(Records from a data collection)
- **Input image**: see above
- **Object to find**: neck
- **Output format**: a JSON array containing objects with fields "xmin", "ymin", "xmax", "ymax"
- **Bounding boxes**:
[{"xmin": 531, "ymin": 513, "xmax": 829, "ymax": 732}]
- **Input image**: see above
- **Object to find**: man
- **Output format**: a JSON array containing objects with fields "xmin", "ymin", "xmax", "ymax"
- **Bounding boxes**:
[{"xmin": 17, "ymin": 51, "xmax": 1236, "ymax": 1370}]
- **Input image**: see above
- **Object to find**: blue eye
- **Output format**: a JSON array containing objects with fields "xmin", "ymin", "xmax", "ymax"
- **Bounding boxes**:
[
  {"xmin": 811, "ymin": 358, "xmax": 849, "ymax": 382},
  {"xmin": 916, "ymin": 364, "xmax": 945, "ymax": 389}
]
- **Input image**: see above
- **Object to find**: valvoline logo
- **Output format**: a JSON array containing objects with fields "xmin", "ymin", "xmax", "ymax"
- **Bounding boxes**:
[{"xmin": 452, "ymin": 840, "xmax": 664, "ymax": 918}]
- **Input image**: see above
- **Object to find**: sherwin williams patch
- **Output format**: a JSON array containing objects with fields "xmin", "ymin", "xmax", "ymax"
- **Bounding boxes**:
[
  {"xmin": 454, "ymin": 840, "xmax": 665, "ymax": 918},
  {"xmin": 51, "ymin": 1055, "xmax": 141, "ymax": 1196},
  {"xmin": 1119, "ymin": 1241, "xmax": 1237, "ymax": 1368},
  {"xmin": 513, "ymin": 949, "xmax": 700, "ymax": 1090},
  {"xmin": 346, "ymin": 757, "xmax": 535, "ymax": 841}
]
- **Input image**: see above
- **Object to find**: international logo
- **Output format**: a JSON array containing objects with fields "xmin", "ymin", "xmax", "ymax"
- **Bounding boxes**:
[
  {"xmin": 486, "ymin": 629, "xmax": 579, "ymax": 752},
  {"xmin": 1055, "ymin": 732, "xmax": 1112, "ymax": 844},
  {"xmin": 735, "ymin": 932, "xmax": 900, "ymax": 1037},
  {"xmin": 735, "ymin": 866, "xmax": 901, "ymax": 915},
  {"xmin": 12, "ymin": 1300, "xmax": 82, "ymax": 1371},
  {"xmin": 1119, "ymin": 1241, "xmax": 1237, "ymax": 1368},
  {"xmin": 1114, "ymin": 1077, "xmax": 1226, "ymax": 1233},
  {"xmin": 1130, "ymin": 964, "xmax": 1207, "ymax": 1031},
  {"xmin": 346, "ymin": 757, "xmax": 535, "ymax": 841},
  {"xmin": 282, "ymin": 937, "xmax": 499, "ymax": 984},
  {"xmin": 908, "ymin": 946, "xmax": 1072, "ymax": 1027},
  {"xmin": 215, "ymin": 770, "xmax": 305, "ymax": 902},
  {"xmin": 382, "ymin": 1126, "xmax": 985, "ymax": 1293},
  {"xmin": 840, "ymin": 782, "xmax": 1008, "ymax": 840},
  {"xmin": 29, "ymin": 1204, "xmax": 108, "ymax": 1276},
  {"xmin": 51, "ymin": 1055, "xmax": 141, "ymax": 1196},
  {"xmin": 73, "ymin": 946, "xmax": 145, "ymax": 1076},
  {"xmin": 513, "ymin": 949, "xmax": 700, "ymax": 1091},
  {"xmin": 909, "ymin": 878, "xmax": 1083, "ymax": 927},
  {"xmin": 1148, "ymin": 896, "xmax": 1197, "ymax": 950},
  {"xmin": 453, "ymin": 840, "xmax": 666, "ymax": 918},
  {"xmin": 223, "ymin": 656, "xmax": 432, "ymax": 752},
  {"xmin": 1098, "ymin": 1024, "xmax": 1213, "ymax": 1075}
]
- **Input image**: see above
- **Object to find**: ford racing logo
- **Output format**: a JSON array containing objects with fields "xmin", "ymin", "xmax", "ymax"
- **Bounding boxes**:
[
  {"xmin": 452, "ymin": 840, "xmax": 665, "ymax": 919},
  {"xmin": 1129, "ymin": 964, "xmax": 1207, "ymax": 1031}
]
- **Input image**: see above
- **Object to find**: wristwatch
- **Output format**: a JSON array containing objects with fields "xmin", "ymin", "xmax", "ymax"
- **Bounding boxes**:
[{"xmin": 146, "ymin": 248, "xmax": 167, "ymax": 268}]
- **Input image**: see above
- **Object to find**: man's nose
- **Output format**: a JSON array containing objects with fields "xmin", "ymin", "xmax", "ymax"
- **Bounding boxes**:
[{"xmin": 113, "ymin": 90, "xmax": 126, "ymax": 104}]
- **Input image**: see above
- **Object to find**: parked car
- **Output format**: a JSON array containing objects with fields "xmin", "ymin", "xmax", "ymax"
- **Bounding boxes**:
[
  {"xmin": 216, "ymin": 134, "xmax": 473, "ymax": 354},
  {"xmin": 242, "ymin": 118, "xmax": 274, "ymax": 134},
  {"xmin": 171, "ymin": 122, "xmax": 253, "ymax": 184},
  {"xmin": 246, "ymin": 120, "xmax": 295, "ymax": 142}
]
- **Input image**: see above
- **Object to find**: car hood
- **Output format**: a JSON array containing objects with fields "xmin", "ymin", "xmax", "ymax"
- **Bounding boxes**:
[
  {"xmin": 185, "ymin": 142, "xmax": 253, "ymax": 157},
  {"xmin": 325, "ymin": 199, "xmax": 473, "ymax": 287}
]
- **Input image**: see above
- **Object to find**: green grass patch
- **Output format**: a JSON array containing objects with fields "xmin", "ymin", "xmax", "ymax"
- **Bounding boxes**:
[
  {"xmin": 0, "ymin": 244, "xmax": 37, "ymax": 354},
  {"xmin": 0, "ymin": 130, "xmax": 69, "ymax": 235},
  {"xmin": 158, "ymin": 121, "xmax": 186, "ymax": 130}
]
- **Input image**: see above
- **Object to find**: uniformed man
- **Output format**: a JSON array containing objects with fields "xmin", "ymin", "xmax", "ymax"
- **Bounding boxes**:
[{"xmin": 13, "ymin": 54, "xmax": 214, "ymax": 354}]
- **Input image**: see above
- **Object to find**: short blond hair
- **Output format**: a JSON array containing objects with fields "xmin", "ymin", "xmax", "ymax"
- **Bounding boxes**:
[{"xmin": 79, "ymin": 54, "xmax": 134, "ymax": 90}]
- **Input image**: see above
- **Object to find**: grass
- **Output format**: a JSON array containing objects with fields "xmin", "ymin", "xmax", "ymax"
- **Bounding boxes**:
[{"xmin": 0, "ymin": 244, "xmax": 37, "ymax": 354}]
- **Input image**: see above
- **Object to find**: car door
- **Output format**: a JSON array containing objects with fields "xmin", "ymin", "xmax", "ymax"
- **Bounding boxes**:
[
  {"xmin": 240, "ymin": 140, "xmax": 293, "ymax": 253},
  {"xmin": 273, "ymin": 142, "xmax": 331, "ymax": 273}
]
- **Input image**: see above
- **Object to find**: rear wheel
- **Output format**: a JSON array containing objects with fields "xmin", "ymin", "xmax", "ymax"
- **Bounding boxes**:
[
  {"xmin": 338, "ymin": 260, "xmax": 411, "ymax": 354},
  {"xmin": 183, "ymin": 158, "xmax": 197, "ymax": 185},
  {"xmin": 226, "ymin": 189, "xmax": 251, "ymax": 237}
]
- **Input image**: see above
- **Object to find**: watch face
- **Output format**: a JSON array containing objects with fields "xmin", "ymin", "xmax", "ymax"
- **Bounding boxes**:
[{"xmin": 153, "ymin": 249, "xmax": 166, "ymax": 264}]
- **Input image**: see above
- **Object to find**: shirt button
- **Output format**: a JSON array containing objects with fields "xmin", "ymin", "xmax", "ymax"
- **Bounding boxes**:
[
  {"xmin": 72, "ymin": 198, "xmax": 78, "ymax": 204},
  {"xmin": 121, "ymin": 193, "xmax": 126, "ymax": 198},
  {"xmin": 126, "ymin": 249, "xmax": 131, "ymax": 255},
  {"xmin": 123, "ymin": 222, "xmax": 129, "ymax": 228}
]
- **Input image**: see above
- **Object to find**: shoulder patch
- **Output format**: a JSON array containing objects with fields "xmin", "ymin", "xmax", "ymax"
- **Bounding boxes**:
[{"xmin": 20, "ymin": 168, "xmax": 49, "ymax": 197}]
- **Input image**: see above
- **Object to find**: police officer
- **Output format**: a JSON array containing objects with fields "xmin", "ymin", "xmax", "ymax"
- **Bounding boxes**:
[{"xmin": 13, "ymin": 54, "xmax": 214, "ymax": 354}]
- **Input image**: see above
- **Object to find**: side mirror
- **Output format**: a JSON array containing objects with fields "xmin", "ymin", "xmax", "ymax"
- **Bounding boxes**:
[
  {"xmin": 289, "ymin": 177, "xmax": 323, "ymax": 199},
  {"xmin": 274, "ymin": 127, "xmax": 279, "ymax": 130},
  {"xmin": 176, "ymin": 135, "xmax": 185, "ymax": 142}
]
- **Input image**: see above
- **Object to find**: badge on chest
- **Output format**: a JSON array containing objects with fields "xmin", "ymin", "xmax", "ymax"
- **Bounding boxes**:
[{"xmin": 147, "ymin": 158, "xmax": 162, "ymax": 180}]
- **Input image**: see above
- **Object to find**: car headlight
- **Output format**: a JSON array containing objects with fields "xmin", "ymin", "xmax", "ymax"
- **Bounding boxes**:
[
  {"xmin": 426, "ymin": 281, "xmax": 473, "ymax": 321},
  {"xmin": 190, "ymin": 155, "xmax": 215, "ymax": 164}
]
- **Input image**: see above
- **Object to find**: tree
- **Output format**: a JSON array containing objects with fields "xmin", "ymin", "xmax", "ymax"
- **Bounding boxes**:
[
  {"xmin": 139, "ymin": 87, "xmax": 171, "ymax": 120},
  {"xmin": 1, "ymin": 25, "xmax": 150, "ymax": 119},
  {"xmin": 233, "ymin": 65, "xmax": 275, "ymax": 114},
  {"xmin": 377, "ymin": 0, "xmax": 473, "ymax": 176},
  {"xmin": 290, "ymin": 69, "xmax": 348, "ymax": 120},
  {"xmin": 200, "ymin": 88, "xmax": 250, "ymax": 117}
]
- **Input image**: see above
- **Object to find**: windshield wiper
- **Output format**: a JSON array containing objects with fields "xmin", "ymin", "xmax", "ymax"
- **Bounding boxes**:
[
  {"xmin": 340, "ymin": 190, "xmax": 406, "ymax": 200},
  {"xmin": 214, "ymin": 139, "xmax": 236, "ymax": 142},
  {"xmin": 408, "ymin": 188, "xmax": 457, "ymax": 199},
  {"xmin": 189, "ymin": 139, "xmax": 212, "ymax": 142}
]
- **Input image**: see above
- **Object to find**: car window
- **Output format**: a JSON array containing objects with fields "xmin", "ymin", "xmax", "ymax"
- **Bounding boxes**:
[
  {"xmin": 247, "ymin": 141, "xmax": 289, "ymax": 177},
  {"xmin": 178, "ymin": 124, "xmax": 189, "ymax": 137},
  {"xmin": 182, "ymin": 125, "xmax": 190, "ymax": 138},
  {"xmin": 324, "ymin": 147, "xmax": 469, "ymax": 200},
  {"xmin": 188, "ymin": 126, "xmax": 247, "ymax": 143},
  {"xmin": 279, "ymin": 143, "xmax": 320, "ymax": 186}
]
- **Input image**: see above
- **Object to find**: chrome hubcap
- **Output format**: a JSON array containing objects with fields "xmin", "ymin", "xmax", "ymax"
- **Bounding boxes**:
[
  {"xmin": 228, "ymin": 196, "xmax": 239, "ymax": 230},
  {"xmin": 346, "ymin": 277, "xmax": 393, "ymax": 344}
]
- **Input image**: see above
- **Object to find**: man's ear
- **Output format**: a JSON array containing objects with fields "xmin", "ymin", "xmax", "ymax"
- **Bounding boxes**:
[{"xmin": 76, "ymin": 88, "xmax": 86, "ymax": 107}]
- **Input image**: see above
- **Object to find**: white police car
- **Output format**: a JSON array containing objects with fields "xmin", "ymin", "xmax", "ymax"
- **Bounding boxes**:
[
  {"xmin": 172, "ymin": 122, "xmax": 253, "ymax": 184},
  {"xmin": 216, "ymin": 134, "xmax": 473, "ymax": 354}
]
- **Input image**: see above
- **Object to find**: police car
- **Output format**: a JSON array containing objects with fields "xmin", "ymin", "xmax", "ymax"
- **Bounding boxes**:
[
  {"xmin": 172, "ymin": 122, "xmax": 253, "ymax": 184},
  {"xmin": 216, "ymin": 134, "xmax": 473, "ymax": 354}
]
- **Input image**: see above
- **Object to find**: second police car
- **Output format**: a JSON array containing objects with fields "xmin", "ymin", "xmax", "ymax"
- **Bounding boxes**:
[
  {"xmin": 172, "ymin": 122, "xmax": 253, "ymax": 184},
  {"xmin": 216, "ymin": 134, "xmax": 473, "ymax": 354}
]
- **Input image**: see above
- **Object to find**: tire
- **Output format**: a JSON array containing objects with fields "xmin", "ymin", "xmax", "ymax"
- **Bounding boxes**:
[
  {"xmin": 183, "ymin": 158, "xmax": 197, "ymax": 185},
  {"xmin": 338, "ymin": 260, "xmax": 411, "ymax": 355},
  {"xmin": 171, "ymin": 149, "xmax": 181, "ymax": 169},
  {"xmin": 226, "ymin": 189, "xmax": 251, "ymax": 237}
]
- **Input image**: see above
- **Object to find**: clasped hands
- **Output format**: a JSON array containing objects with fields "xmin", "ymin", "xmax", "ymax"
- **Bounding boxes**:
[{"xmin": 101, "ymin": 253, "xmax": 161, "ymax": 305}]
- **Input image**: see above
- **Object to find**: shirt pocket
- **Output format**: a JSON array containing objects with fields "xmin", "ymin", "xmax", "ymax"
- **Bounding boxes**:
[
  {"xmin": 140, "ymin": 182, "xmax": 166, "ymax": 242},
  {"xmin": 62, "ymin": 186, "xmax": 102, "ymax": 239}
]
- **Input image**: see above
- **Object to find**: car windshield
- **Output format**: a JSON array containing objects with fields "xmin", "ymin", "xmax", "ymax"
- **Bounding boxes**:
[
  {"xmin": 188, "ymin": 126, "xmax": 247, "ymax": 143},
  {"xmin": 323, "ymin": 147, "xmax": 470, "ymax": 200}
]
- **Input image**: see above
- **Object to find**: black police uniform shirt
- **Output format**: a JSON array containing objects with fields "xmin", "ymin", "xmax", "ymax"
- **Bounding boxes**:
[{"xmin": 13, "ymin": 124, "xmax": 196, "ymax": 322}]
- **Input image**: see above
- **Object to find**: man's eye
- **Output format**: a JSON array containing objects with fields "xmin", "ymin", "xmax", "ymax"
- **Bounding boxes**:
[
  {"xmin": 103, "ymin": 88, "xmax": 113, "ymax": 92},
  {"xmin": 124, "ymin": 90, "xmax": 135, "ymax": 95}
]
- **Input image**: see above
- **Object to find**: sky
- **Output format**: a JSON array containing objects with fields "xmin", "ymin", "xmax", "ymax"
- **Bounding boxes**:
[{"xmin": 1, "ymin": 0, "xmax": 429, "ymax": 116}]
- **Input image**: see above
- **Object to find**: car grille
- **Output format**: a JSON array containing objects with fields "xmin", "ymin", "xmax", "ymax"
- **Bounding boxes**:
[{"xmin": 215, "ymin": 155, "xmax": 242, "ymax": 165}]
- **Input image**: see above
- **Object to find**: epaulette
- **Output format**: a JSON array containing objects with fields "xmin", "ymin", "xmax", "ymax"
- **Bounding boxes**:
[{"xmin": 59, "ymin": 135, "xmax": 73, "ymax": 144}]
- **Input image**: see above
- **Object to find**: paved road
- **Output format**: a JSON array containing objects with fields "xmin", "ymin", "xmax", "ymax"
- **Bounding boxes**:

◆ Exercise description: Search the data above for lines holding "patch" and copy each of them.

◆ Reply:
- **Object to find**: sherwin williams patch
- **Object to find**: green grass patch
- **Object to find**: shoulder patch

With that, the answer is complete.